Provided text:
==================================================

The idea that a presidential election can be stolen was the stuff of airport fiction until someone did it.... Was the 2004 Presidential Election Stolen? by Seven F. Freeman and Joel Bleifuss, answers its own question with a resounding 'yes.

- Michael Kinsley, New York Times Book Review


Guided in no small part by Steve Freeman’s original analysis of exit polls nationwide, I began my own investigation of the official results… What we found indicated problems in nearly every sphere of the electoral process ..

Unfortunately, the lesson of our past two presidential elections has become patently clear- poor decisions by election officials, whether motivated by political bias or stunning negligence, can result in the disenfranchisement of voters and the massive distortion of election results….Freeman and Bleifuss shape the raw data into an image of all that the Founders warned us against.”

- Congressman John Conyers, Jr. (from the foreword), Ranking member and Chair of the US House Judiciary Committee


After Steven Freeman first pointed to the statistical improbability of the discrepancy between 2004 Election Day exit polls, which forecast a Kerry victory, and the officially reported results, opinion leaders accepted with relief the mea culpa offered months later by exit pollsters Joe Lenski and Warren Mitofsky. The careful analyses presented in this book demonstrate that the pollsters’ explanation is utterly unsatisfactory. Indeed, the additional evidence that Freeman and Bleifuss develop is even more disquieting than the original discrepancy. Their book deserves to stimulate follow-up investigations into the threat to our democracy posed by insecure electronic voting machines, and into the possibility that their vulnerability was exploited in 2004 with fateful results.

- Jack H. Nagel, Steven Goldstone Endowed Term Professor of Political Science, University of Pennsylvania


Freeman and Bleifuss have made a critically important contribution to the debate over election accuracy and integrity in the United States.  Their book offers the most thorough account to date of the large and growing body of evidence indicating that the 2004 presidential election was stolen.  They cover the evidence of voter suppression, bias in election policy and administration, disparities between exit polls and election returns, and much more.   While making these and other complex subjects accessible to non-experts, Freeman and Bleifuss also discuss larger questions about the role of elections, election administration, and media oversight in modern representative government.  They demonstrate that American democracy itself is in jeopardy.

- Lance deHaven-Smith, Professor of Public Administration and Policy, Florida State University


Our country cannot survive as a viable democracy if our election processes are corrupted. Freeman and Bleifuss responsibly and insightfully investigate evidence suggesting that the 2004 presidential election may have been stolen, using as a focal research question: either the exit polls were unusually way off or the votes were not accurately counted. Concerned Americans should not ignore this intelligent book.

- Kenneth Warren, Professor of Political Science, St. Louis University and President of The Warren Poll


Was the 2004 Presidential Election Stolen? discusses a contentious, but not a partisan issue. People differ strongly about whom they want in the White House, but almost everybody wants whoever is there to be seen as having been rightfully elected. Steve Freeman and Joel Bleifuss explore at length several possible explanations for the discrepancy between the exit polls and the final counts during the 2004 election. Only those who simply and reflexively assert the explanation with which they're most comfortable will dismiss this careful and judicious book as the work of conspiracy theorists.

==================================================

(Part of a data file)
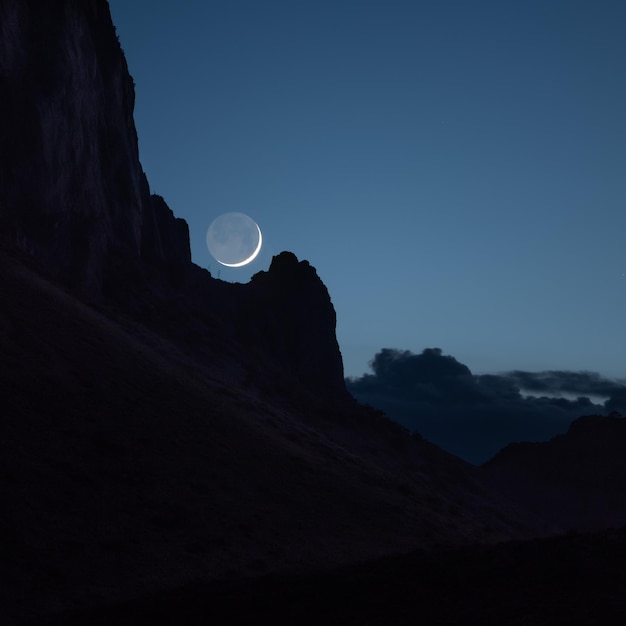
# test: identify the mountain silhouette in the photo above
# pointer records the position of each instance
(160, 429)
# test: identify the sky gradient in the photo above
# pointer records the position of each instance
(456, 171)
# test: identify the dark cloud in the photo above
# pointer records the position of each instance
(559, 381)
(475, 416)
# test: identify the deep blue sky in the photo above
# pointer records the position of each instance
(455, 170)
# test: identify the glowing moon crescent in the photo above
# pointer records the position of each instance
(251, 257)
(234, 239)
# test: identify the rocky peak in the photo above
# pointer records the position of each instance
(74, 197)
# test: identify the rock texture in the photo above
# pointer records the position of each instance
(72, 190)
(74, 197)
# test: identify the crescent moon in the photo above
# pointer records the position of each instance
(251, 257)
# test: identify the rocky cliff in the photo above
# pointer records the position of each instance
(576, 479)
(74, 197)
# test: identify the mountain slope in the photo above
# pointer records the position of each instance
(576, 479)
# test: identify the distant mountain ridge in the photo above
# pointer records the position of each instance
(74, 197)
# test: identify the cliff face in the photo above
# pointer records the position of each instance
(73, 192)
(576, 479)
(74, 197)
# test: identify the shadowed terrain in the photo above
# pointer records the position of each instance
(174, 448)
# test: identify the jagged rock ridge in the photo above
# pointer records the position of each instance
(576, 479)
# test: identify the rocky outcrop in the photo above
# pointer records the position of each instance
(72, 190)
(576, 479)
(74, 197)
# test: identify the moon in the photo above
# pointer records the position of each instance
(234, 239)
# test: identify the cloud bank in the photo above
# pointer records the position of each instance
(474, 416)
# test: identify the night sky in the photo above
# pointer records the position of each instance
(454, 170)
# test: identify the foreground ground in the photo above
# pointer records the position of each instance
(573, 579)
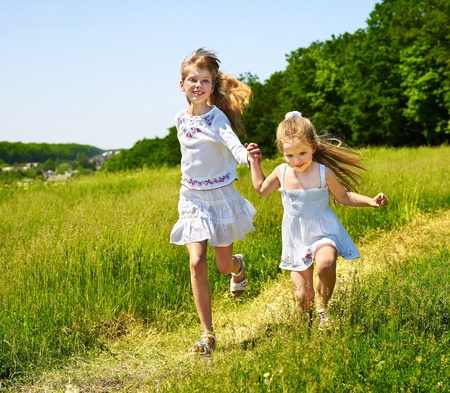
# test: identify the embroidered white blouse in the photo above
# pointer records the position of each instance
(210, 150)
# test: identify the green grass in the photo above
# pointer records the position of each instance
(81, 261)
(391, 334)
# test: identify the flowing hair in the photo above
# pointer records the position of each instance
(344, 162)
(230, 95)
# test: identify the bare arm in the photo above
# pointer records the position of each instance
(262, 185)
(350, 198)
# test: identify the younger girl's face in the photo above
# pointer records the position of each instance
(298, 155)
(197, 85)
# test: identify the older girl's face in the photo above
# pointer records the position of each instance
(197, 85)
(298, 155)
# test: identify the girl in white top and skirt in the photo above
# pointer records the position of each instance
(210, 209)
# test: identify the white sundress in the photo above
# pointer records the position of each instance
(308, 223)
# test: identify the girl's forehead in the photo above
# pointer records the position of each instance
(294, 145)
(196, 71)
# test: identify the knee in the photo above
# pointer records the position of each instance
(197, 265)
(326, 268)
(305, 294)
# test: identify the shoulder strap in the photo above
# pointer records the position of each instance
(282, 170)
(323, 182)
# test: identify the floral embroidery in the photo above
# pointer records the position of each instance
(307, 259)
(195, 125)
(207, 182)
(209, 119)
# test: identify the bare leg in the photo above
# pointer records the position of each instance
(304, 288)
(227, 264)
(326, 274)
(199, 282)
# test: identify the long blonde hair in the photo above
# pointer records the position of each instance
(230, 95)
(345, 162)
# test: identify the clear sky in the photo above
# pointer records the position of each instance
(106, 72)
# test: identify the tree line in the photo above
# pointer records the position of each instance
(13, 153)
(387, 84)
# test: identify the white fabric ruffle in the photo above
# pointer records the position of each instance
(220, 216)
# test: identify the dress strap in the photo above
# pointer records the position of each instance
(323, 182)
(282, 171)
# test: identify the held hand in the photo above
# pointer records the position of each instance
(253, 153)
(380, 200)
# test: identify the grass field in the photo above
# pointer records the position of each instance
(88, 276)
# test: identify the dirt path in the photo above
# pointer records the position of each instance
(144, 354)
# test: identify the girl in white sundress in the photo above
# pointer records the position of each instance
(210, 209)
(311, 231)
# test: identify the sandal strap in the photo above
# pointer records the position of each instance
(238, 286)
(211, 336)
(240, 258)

==================================================

Task objective:
Can you duplicate the passage from the book endorsements that begins at the words "- Kenneth Warren, Professor" and stops after "of conspiracy theorists."?

Exercise output:
- Kenneth Warren, Professor of Political Science, St. Louis University and President of The Warren Poll


Was the 2004 Presidential Election Stolen? discusses a contentious, but not a partisan issue. People differ strongly about whom they want in the White House, but almost everybody wants whoever is there to be seen as having been rightfully elected. Steve Freeman and Joel Bleifuss explore at length several possible explanations for the discrepancy between the exit polls and the final counts during the 2004 election. Only those who simply and reflexively assert the explanation with which they're most comfortable will dismiss this careful and judicious book as the work of conspiracy theorists.